| REQUIRED ACTION |
Count every line in the following listing that contains "chevrolet", then report that count with nothing added.

= = = = =

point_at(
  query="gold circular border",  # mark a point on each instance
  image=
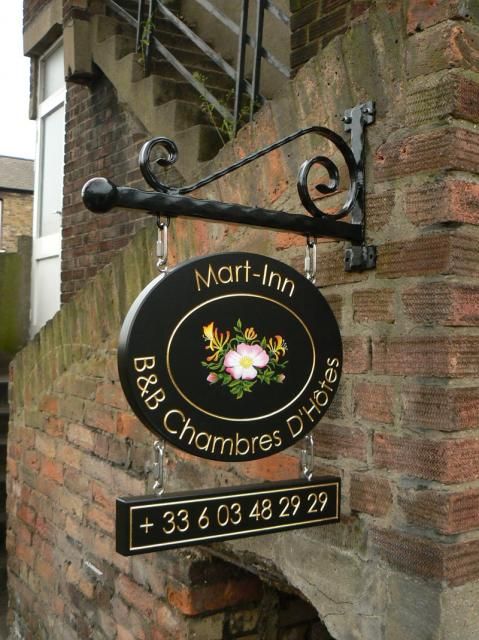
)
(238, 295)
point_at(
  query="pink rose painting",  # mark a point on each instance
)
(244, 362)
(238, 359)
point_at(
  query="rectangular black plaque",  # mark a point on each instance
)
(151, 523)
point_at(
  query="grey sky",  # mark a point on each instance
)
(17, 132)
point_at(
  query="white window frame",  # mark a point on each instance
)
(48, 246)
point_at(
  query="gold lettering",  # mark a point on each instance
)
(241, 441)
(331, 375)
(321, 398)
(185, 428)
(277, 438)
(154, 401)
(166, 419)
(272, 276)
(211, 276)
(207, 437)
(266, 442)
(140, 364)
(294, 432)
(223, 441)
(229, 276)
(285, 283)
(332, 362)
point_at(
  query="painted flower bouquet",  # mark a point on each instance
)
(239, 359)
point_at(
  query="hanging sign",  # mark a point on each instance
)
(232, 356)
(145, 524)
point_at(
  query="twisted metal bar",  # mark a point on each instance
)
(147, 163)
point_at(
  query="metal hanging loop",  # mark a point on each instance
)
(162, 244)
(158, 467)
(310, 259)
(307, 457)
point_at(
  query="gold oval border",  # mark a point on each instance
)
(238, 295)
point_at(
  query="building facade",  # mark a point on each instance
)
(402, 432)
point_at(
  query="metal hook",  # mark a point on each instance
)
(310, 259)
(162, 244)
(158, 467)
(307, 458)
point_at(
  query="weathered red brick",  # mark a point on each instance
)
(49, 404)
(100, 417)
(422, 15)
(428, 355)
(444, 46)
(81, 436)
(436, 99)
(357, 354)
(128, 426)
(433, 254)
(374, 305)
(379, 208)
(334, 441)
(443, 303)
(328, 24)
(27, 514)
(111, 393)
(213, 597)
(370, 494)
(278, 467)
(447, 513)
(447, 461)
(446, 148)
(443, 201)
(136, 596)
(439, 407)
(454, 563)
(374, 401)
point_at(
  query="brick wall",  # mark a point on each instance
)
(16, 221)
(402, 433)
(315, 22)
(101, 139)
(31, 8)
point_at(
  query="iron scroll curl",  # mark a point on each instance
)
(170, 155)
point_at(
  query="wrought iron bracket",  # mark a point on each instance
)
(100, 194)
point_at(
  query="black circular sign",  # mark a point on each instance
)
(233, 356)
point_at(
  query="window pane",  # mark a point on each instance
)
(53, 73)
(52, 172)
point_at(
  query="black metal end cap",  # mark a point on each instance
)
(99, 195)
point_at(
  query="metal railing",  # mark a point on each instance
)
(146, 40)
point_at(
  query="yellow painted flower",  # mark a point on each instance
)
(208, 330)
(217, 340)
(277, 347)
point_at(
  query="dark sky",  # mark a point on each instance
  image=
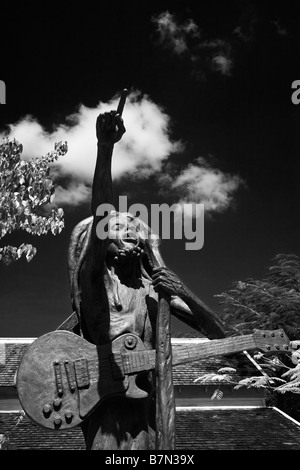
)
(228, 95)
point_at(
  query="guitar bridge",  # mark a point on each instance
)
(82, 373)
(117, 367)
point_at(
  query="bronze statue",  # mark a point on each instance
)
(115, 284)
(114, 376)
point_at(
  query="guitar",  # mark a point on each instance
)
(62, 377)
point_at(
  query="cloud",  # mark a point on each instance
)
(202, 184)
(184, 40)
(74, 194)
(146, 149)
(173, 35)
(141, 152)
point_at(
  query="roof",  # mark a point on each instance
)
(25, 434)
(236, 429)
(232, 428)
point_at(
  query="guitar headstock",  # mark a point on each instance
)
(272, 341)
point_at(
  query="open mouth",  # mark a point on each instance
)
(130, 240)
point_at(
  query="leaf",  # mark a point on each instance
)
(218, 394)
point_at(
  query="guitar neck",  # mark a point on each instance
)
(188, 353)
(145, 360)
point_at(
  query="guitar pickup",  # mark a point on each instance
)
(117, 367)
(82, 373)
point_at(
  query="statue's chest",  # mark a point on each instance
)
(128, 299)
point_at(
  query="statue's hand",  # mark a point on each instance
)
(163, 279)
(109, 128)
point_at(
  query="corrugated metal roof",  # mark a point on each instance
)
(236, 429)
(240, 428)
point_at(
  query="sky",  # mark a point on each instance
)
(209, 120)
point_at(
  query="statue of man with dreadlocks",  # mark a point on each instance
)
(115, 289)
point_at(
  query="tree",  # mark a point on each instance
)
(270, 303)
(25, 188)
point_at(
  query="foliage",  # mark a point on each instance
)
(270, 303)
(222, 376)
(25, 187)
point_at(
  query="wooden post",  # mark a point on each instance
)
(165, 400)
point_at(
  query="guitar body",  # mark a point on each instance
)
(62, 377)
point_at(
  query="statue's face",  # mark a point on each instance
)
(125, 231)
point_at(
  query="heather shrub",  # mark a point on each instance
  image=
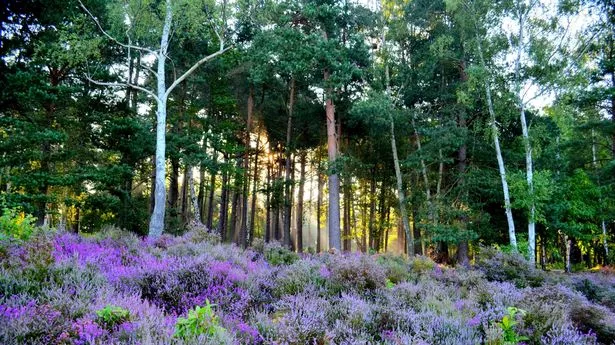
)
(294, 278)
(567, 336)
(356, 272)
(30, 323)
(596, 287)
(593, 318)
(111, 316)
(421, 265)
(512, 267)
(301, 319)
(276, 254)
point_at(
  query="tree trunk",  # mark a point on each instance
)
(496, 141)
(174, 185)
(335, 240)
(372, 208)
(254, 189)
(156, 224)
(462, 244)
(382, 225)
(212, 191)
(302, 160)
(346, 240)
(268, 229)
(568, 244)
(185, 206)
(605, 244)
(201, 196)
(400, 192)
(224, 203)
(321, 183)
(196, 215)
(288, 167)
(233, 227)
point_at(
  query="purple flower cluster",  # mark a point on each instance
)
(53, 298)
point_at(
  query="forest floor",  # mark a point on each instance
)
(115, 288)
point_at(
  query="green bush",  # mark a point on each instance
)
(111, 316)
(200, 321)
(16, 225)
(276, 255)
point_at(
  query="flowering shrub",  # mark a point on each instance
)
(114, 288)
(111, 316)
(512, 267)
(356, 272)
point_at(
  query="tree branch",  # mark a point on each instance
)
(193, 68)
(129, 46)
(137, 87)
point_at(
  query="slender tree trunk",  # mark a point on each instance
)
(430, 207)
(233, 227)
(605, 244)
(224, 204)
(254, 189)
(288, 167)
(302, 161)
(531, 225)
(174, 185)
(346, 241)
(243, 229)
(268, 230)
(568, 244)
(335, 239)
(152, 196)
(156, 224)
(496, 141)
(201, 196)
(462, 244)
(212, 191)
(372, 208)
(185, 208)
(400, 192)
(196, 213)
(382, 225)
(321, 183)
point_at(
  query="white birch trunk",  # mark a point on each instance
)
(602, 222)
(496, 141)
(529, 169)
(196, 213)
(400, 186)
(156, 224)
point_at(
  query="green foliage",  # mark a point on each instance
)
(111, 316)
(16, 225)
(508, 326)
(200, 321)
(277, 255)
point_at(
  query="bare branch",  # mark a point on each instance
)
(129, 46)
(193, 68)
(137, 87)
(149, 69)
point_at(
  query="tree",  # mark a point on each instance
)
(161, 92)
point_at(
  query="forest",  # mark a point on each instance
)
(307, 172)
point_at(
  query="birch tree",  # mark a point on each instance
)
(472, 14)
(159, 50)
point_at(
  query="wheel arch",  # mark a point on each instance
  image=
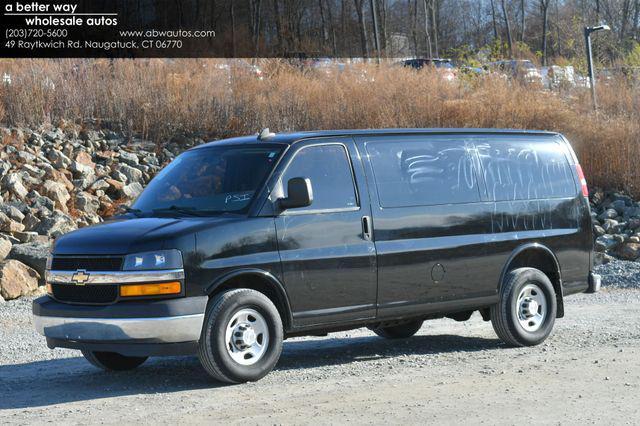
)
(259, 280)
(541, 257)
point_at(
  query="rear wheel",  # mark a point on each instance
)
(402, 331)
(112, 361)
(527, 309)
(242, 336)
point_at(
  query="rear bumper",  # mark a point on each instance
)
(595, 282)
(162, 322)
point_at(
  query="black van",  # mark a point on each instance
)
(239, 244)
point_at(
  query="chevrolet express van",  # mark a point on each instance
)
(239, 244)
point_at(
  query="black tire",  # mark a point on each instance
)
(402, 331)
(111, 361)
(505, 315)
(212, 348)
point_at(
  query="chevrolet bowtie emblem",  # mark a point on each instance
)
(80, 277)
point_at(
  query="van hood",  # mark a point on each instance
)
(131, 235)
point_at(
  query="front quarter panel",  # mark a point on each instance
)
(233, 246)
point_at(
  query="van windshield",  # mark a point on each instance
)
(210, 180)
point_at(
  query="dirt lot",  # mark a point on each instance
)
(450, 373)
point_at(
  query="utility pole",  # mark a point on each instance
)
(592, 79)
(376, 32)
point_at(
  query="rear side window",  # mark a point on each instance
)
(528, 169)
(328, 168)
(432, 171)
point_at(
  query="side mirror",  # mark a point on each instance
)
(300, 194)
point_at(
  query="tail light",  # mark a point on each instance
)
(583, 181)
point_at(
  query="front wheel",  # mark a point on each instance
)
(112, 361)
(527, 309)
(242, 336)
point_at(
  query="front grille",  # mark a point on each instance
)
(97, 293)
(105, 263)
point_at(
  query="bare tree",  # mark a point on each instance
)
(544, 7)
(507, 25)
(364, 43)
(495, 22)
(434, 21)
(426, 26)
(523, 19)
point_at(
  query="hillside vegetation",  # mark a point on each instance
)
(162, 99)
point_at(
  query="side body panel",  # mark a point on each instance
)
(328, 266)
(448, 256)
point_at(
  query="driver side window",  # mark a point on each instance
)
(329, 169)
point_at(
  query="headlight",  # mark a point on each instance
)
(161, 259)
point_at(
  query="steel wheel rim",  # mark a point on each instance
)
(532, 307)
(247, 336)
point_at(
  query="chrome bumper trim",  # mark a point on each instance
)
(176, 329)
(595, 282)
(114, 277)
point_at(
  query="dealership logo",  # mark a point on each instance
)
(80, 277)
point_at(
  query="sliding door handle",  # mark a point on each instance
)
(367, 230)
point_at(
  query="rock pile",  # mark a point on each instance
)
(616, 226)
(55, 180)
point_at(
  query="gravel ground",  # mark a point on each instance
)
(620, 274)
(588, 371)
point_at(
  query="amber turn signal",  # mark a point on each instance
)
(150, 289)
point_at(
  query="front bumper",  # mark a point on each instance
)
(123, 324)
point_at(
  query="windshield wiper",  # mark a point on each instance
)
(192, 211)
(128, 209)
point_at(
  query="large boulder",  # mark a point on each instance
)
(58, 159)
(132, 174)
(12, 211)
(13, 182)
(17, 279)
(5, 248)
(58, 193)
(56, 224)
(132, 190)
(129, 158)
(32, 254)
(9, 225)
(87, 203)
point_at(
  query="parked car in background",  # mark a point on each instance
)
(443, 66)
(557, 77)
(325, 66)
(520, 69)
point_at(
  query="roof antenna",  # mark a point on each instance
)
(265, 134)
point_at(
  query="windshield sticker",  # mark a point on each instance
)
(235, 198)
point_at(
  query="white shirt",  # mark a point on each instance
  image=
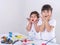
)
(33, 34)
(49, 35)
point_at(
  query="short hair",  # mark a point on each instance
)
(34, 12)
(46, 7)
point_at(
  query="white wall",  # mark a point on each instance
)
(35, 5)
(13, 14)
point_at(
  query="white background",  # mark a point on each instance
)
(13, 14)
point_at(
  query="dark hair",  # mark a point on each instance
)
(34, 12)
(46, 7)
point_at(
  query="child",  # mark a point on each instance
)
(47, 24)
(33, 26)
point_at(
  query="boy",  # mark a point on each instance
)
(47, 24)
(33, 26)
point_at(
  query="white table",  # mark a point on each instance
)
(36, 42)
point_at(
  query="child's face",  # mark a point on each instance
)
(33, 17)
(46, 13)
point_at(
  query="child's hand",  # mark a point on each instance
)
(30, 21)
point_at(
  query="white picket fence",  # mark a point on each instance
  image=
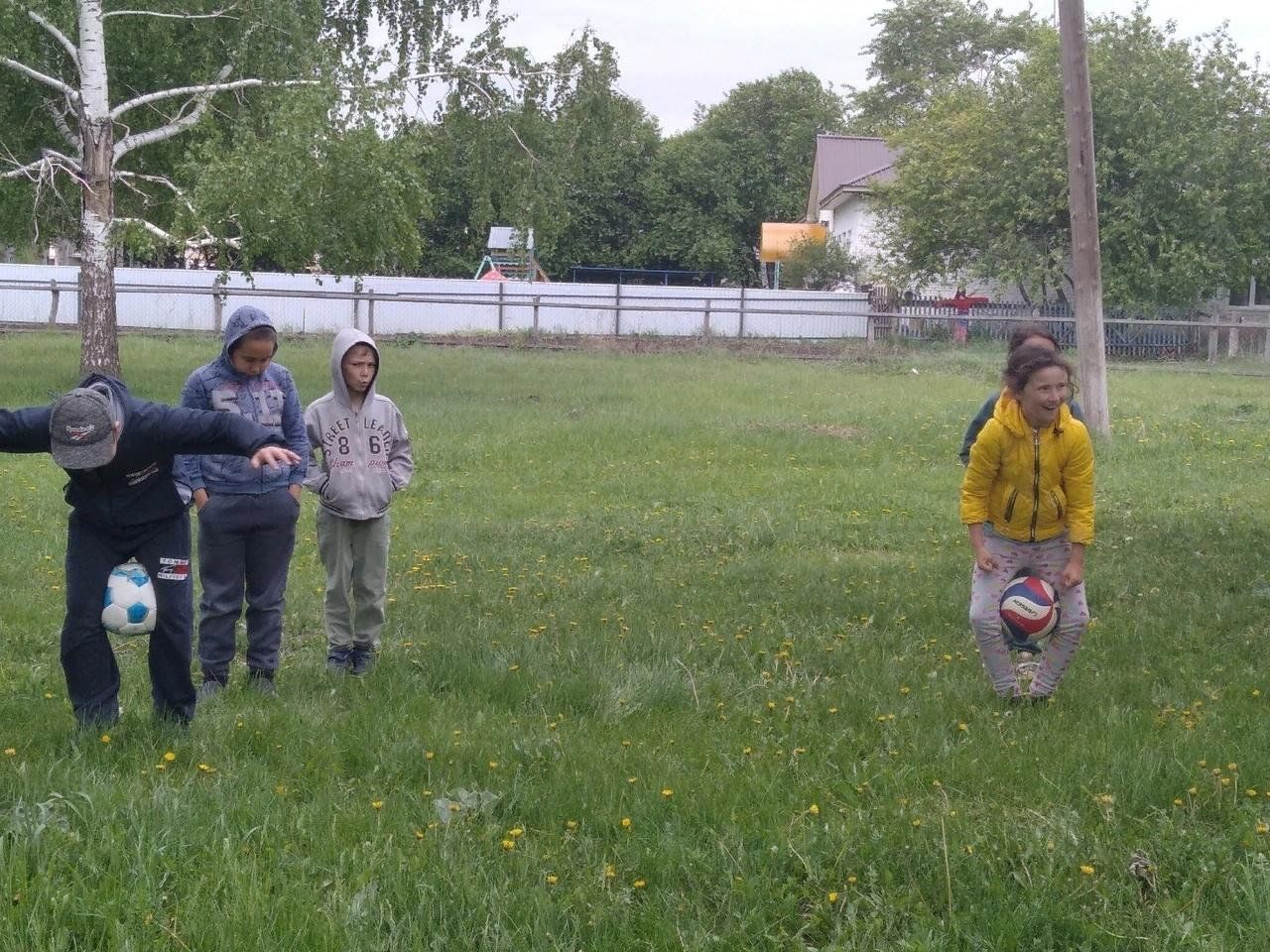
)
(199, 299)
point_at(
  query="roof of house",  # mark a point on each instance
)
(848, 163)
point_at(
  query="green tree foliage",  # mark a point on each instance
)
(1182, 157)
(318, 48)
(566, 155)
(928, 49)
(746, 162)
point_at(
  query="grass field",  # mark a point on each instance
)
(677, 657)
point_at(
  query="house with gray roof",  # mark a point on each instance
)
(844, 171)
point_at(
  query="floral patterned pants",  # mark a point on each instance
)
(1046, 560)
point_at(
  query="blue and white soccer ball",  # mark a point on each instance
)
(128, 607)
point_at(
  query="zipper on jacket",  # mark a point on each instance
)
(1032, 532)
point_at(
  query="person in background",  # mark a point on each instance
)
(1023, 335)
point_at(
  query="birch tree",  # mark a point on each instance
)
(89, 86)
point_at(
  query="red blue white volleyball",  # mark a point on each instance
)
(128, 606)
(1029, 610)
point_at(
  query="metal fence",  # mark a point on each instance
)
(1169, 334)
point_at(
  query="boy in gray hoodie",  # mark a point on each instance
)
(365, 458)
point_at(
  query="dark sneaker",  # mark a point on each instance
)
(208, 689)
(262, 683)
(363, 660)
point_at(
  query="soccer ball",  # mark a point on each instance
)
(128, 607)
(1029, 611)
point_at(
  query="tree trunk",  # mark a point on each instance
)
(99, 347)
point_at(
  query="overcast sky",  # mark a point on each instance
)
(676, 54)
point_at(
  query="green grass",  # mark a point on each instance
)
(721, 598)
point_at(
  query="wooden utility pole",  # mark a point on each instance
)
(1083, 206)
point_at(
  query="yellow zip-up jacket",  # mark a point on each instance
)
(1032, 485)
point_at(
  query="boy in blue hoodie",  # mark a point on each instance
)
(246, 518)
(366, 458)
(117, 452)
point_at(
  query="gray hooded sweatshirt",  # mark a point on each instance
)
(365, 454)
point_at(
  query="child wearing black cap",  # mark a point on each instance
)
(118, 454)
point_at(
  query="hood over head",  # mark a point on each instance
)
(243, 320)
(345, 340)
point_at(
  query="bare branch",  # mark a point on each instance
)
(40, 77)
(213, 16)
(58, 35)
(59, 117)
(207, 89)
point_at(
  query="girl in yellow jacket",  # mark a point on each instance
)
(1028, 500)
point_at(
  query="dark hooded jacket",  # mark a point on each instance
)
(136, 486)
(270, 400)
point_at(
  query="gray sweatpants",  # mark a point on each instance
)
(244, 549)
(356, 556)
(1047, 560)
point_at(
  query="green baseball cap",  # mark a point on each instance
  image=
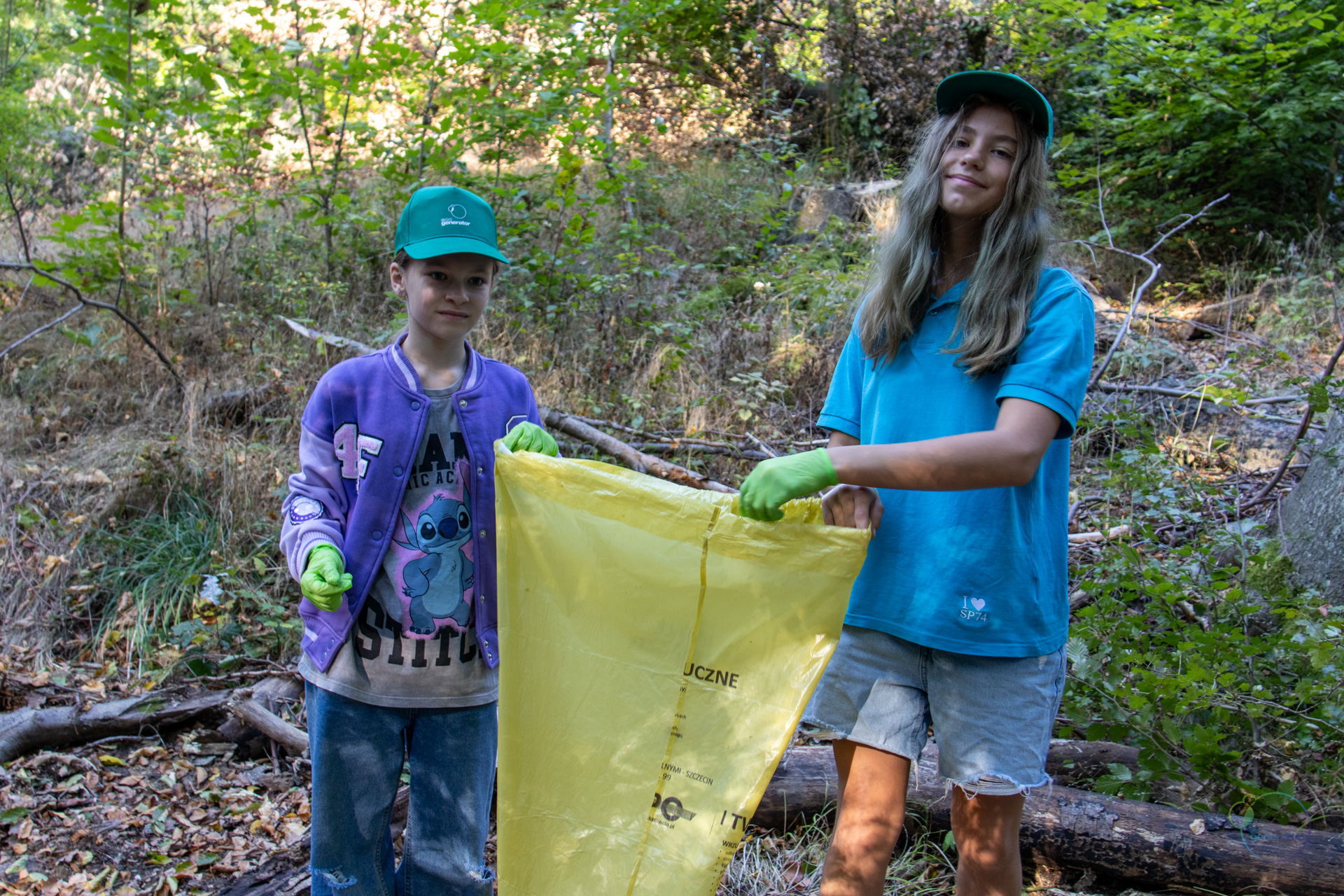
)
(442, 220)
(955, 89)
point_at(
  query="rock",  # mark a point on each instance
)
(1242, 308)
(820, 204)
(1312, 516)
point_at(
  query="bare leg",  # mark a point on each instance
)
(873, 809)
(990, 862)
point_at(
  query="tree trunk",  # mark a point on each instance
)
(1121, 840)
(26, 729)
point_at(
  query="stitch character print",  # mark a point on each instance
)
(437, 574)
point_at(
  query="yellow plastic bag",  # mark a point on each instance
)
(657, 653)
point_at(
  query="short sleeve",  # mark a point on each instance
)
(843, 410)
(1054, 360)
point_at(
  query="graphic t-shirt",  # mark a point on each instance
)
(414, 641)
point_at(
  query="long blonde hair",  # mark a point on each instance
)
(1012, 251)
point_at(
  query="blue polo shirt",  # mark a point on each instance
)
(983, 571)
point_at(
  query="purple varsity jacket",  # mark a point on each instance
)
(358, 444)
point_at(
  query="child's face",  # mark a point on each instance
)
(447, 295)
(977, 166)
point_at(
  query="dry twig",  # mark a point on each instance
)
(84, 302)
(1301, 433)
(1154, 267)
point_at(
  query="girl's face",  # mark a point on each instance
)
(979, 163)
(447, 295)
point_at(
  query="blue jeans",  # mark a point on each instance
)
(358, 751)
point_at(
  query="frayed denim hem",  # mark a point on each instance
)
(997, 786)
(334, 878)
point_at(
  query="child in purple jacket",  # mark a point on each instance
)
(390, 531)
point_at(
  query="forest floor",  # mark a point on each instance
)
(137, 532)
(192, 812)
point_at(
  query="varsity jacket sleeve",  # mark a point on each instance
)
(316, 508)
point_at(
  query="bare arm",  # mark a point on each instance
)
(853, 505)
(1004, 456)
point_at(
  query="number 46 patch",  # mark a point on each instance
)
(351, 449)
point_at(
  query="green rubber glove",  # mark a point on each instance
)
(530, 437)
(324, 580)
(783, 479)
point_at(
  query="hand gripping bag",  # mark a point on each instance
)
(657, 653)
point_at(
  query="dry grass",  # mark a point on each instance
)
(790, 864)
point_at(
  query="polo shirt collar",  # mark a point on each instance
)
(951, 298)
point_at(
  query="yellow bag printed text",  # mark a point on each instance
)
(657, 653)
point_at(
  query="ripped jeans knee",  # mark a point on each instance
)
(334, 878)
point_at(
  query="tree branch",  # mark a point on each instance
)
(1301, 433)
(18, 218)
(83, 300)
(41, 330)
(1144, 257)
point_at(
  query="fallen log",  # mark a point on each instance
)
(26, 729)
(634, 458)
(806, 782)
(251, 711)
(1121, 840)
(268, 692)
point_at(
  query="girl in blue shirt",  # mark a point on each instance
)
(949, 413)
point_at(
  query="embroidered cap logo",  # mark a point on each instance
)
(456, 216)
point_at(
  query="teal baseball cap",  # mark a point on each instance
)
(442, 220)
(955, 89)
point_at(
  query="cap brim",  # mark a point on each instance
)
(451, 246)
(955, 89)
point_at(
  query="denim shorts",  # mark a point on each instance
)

= = = = =

| REPLY |
2